■ **Problem details**
Transfer the records below, beginning at the line that has "bellflower. Report pixel corners as JSON arrays." and stopping after the line that has "22, 350, 54]]", with 92 added to every bounding-box coordinate in the answers but not to any number in the requests or their format samples. Return only those lines.

■ **Material provided**
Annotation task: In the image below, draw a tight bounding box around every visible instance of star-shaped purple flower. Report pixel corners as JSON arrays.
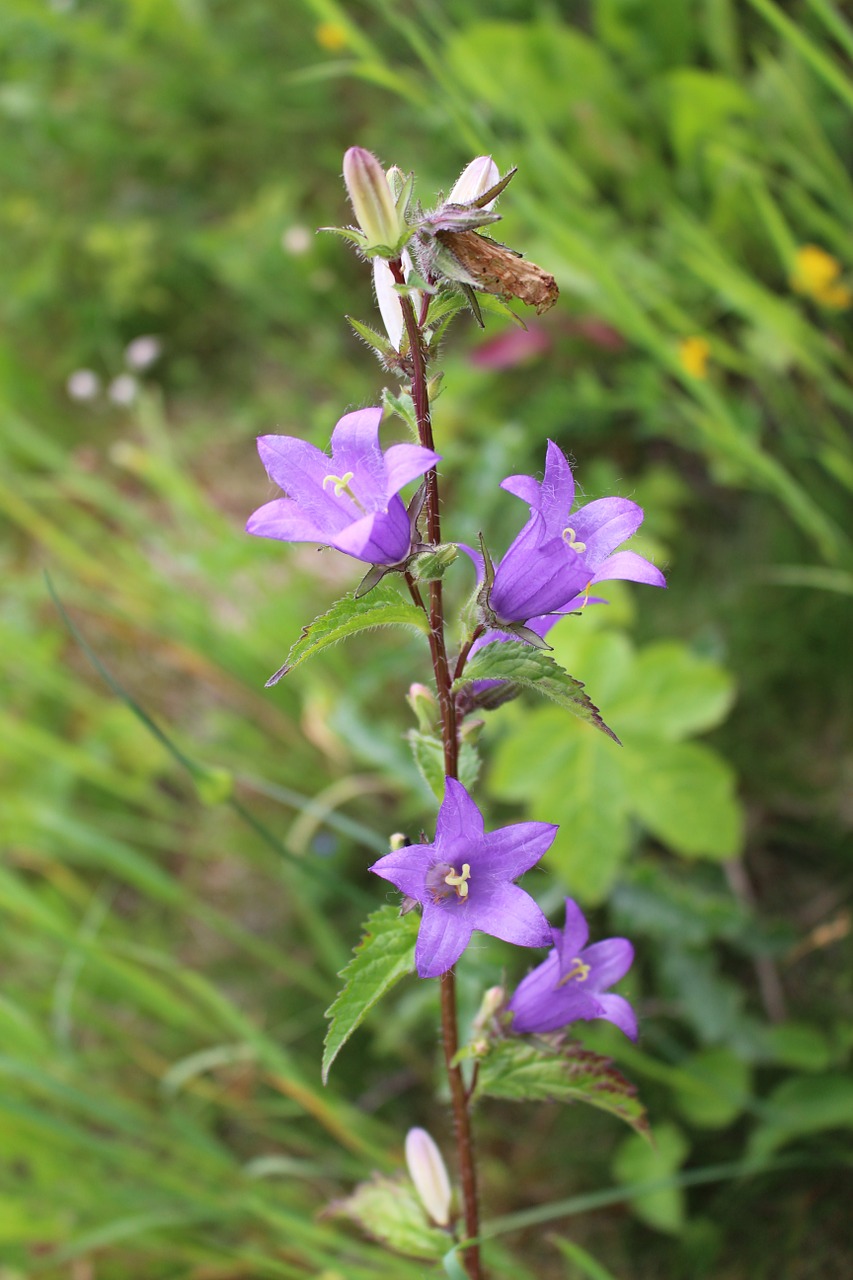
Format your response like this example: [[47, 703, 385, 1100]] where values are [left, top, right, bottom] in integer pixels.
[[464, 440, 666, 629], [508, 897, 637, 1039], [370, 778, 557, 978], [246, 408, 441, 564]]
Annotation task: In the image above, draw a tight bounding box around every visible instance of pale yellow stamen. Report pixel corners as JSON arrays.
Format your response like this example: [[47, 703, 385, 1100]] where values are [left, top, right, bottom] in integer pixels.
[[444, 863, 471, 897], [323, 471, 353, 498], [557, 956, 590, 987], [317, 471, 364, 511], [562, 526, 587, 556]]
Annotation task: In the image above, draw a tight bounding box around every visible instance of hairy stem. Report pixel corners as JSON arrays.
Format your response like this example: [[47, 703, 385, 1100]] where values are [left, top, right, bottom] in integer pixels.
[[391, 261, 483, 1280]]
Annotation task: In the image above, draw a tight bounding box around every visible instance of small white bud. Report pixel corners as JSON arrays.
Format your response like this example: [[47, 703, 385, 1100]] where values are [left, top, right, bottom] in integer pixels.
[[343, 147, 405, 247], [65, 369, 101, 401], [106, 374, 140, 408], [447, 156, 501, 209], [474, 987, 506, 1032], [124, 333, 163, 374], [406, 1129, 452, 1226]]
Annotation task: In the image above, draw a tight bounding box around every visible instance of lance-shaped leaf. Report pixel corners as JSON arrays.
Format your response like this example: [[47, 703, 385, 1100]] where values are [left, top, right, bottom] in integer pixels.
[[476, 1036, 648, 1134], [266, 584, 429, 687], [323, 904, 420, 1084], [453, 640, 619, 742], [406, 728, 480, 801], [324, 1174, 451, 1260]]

* * *

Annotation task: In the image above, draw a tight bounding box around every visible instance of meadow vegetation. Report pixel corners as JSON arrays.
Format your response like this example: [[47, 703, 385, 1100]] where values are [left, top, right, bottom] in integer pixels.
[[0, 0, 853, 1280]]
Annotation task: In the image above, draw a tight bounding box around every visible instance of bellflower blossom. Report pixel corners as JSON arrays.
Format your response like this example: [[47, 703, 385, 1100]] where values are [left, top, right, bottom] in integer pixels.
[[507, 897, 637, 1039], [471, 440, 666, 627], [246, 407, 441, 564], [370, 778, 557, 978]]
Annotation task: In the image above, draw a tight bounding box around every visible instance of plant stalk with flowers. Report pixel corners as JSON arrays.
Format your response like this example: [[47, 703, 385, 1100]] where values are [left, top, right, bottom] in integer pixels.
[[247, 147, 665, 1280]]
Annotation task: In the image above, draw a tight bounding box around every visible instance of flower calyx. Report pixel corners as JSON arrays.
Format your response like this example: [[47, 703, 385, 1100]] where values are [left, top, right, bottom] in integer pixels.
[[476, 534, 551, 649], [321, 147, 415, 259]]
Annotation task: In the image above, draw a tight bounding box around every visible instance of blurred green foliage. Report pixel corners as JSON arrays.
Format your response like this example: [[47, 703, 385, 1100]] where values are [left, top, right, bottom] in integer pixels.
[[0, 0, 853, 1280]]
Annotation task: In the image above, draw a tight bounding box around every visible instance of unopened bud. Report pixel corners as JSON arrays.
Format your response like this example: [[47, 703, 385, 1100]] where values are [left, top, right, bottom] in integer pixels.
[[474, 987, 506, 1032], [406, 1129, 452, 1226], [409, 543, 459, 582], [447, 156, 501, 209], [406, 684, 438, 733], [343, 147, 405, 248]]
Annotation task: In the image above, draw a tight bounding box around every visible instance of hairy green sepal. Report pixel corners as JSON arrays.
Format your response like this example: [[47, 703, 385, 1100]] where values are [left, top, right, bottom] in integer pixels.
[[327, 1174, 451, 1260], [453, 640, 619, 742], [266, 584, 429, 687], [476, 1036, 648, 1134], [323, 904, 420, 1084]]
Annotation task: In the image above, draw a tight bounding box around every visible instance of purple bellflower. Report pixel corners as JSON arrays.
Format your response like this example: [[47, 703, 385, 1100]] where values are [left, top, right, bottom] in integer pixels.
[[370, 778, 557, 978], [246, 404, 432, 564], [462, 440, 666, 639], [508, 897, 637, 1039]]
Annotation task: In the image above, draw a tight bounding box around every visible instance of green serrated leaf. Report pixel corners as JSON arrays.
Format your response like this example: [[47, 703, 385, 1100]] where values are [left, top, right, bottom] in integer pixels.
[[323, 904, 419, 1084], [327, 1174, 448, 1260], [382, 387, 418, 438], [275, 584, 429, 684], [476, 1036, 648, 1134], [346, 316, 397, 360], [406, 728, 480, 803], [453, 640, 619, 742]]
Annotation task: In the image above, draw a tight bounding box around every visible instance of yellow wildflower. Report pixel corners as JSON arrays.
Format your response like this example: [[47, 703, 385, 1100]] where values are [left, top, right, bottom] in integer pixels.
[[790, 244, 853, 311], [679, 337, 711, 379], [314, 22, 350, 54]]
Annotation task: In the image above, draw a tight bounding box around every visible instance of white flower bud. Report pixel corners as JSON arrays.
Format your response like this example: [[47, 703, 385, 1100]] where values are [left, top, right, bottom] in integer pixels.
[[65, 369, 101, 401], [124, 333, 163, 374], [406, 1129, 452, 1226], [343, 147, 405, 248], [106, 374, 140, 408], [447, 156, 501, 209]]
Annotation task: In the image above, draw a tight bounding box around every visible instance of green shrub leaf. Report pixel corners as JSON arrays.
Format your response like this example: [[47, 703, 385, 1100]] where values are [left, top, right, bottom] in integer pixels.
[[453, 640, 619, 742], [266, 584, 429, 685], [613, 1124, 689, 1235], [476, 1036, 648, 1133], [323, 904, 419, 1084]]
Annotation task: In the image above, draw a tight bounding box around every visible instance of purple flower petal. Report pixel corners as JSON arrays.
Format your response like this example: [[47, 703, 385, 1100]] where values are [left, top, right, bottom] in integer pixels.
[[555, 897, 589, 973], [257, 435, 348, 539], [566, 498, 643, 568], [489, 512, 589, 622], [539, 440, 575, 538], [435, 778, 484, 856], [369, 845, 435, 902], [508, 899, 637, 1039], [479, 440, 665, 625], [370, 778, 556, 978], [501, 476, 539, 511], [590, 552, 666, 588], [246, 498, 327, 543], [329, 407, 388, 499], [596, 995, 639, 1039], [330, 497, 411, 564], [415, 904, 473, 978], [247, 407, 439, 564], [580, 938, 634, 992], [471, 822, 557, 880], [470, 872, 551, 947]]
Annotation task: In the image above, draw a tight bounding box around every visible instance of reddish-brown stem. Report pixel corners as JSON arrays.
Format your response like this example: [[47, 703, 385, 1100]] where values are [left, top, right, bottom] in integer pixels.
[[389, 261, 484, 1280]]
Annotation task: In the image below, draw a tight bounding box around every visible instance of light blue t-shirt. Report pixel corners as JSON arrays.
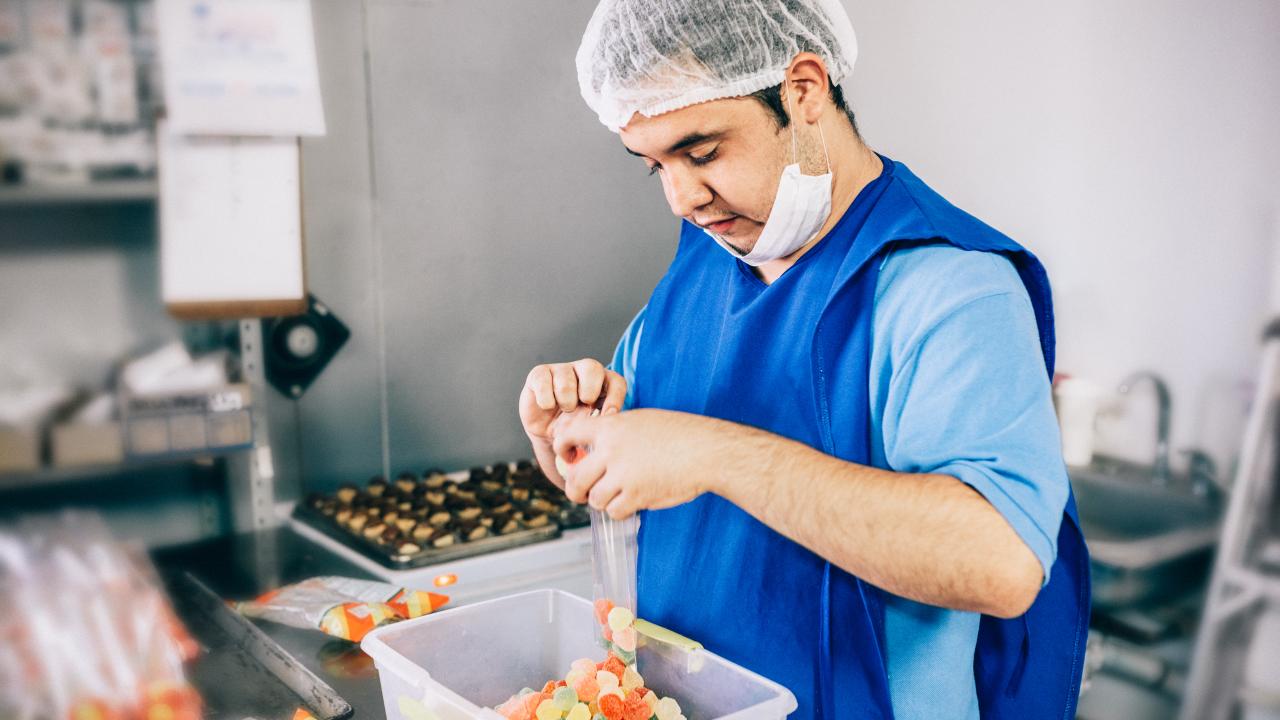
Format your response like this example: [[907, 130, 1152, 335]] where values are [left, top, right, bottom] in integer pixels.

==

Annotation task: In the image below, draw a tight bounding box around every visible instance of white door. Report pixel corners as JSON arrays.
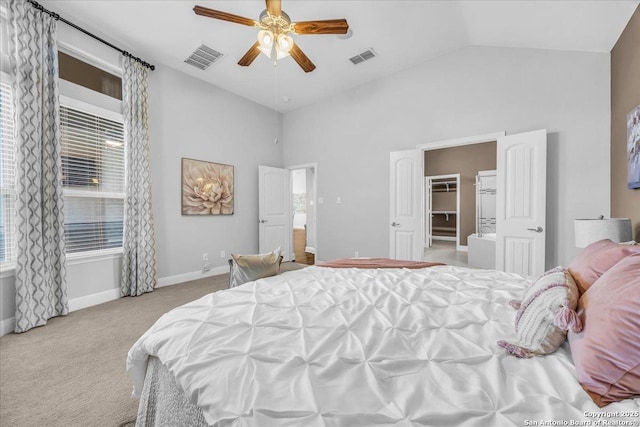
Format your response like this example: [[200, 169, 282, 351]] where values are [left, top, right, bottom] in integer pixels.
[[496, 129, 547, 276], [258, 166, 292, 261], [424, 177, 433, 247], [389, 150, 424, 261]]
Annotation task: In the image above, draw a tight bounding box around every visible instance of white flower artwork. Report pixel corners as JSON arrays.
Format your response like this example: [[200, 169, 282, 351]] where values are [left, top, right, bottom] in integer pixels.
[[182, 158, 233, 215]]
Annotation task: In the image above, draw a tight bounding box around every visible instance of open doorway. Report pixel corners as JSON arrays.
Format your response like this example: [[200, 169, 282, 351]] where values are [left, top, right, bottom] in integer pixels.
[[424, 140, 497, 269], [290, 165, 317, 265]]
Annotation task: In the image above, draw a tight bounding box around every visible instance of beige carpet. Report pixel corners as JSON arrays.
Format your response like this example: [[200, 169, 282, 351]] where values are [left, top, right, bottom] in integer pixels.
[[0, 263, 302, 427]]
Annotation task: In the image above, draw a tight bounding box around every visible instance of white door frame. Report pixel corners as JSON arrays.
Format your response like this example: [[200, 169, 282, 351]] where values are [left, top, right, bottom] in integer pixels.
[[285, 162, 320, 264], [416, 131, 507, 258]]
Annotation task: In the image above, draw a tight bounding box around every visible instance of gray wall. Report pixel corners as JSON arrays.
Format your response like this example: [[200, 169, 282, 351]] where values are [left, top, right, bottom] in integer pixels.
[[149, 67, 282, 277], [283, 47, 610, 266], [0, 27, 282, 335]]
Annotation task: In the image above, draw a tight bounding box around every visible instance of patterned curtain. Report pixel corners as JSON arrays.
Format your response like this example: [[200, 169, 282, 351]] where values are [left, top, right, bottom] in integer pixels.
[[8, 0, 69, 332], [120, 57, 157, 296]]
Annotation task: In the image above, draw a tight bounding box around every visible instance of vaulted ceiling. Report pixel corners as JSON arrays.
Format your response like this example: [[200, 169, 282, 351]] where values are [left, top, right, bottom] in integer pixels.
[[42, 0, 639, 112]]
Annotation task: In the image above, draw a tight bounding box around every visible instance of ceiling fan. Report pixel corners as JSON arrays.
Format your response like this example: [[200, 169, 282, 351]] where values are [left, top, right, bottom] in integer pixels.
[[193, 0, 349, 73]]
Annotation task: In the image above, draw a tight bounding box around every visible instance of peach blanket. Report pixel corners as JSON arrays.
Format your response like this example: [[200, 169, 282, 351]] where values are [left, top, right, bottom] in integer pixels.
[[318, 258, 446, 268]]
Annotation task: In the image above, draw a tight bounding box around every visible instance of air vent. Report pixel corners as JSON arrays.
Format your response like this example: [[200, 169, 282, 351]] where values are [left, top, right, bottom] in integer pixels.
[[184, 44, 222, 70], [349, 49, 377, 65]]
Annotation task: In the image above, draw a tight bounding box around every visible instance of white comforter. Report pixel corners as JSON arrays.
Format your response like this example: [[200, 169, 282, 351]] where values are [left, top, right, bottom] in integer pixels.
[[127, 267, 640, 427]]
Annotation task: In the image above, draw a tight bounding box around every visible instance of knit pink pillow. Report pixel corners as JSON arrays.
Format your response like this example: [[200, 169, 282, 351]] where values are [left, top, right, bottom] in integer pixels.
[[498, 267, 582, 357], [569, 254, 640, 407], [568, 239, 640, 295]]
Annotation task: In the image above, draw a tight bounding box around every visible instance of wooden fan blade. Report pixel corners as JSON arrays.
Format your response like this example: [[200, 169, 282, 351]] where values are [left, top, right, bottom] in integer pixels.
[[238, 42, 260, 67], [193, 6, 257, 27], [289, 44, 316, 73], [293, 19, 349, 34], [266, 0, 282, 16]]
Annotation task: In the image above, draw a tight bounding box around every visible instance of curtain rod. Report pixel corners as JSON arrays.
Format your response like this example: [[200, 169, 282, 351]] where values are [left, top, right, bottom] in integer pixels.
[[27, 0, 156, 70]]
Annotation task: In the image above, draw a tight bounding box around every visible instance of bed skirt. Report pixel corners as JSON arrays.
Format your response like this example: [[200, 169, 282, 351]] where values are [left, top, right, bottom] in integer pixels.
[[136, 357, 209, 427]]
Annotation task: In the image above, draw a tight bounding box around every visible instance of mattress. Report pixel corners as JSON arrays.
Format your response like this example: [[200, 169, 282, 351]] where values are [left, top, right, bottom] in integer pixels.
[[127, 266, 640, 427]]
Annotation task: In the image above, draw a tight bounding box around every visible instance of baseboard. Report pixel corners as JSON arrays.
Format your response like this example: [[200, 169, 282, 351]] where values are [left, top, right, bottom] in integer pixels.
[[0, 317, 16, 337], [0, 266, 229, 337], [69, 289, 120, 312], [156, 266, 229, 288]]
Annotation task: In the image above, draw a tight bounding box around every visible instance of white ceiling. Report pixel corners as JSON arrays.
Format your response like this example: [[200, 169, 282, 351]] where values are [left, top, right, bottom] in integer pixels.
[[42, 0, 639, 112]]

■ **Answer for the task**
Annotation task: In the image above, draw a tight bounding box around every visible instance of purple bellflower. Report pixel corners as JSON arrays.
Format your response like this example: [[47, 703, 385, 1100]] where values are [left, top, right, bottom] in integer pixels.
[[462, 870, 649, 1070], [338, 496, 524, 656], [554, 532, 758, 731], [600, 989, 729, 1131]]
Annotation task: In the image above, draw a tight bounding box around every visible instance of green serrated leaf. Report pixel corners as JSON arrays.
Format your response like this example: [[47, 703, 385, 1100]] where values are [left, top, right, bottom] in integer pixels.
[[415, 996, 511, 1176], [419, 1266, 540, 1352], [474, 479, 510, 530], [367, 676, 521, 776], [568, 1128, 740, 1226], [438, 408, 489, 452], [498, 820, 572, 895], [545, 732, 711, 834]]
Annotation task: In the image above, draw a tight bounding box around every visible instance of yellow wildflower. Report pixel corners as JSON arrays.
Format your response like this example: [[47, 703, 385, 1100]] where values are [left, top, right, bottom] in integer pixels.
[[882, 336, 945, 403], [771, 429, 803, 471], [406, 114, 442, 146]]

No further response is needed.